------ Information given
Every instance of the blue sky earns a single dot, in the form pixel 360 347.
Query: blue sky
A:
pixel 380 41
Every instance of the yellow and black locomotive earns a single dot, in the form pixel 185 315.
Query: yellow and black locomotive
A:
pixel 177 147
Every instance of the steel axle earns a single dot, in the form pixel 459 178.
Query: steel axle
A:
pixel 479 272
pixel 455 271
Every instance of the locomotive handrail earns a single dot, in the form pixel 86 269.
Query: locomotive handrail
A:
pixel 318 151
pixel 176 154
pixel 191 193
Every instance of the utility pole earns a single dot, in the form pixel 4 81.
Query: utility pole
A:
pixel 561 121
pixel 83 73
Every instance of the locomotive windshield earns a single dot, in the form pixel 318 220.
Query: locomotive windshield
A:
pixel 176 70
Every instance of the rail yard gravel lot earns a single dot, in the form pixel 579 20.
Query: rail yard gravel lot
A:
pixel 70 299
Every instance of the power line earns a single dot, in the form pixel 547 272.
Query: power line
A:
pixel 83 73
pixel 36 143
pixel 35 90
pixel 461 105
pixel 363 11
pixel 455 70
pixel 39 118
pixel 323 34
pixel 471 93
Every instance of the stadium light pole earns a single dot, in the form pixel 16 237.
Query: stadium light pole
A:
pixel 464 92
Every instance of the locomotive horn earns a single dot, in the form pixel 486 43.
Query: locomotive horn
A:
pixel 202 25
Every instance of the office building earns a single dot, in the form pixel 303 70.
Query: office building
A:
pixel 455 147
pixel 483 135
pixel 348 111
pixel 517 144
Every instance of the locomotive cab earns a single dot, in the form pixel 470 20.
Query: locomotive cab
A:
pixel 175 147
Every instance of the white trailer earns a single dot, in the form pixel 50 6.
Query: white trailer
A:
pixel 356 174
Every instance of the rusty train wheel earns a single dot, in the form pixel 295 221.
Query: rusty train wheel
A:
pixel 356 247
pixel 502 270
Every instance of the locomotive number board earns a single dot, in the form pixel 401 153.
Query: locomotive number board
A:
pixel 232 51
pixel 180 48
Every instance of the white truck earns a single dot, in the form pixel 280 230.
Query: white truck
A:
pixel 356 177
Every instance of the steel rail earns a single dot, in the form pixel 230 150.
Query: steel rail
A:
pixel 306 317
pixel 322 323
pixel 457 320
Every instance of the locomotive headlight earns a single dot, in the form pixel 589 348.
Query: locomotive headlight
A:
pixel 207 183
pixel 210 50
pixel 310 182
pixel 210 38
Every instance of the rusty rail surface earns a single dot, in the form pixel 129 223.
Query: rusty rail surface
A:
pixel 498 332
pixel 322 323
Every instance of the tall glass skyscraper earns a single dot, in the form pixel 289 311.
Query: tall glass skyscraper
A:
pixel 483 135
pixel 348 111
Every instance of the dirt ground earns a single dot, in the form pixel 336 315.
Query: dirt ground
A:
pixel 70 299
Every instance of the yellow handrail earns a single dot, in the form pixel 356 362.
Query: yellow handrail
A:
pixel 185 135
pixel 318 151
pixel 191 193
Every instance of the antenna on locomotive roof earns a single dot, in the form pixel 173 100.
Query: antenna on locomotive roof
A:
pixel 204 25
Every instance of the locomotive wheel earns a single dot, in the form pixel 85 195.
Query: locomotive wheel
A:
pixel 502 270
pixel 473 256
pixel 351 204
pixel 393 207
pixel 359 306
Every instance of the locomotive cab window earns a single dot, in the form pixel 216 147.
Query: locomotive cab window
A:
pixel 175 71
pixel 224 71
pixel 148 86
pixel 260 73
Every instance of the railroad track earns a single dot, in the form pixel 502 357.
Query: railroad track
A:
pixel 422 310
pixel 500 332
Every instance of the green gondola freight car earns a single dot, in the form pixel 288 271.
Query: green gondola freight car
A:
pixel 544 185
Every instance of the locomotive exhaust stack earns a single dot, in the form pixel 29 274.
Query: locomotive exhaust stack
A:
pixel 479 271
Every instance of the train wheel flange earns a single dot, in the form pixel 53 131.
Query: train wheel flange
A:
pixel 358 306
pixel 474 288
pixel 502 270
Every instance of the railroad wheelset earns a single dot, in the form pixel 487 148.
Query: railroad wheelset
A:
------------
◆ Task details:
For each line in the records that holds "axle", show that line as it stands.

◆ Output of the task:
Every instance of the steel axle earns a single dot, in the form pixel 459 178.
Query: steel axle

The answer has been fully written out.